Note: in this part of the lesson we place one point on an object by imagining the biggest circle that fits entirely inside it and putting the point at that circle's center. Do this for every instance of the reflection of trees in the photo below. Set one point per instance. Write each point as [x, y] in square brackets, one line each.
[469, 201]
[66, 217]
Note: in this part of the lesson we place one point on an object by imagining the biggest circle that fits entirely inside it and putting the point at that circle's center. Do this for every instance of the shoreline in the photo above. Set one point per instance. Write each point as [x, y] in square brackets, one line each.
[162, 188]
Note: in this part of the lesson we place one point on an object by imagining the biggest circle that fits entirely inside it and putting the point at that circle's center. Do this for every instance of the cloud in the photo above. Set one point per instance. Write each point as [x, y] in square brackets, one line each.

● ● ●

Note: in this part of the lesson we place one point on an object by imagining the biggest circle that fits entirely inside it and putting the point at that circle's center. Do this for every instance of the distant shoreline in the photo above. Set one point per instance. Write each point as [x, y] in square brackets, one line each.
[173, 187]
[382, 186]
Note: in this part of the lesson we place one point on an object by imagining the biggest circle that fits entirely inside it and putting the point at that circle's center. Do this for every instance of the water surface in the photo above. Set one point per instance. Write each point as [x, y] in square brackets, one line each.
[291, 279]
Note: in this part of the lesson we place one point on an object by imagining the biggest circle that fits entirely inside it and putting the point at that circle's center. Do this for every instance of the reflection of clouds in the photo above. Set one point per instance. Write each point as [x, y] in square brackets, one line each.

● ● ●

**Request**. Please rewrite everything from the row containing "reflection of trees" down through the row containing "of the cloud", replacing "biggest circle" with "largest circle" and leaving the rest unchanged.

**Written reply**.
Note: in this part of the lesson we place one point on an object by imagining the largest circle that fits entirely inside it and putting the point at that circle's center. Do this for every instance of the reflection of trees in the photo below. Set one point per instance. Write each point as [x, y] in square brackets, one line each.
[469, 201]
[66, 217]
Note: in this part of the lesson we place one point on an object by imagining the largest circle that fits entirely inside it and putting the point at that circle's center. Do this for every instance of the shoreline in the photo above. Set one point per instance. Write each point as [x, y] in square brackets, one line each.
[162, 188]
Note: in this part of the lesson we place one point on an object by imagining the largest circle that fits entirely inside it and putting the point at that circle's center. Do this for every instance of the cloud in the photo above. Set one point per instance. Write each point as [x, y] in square brackets, one line each.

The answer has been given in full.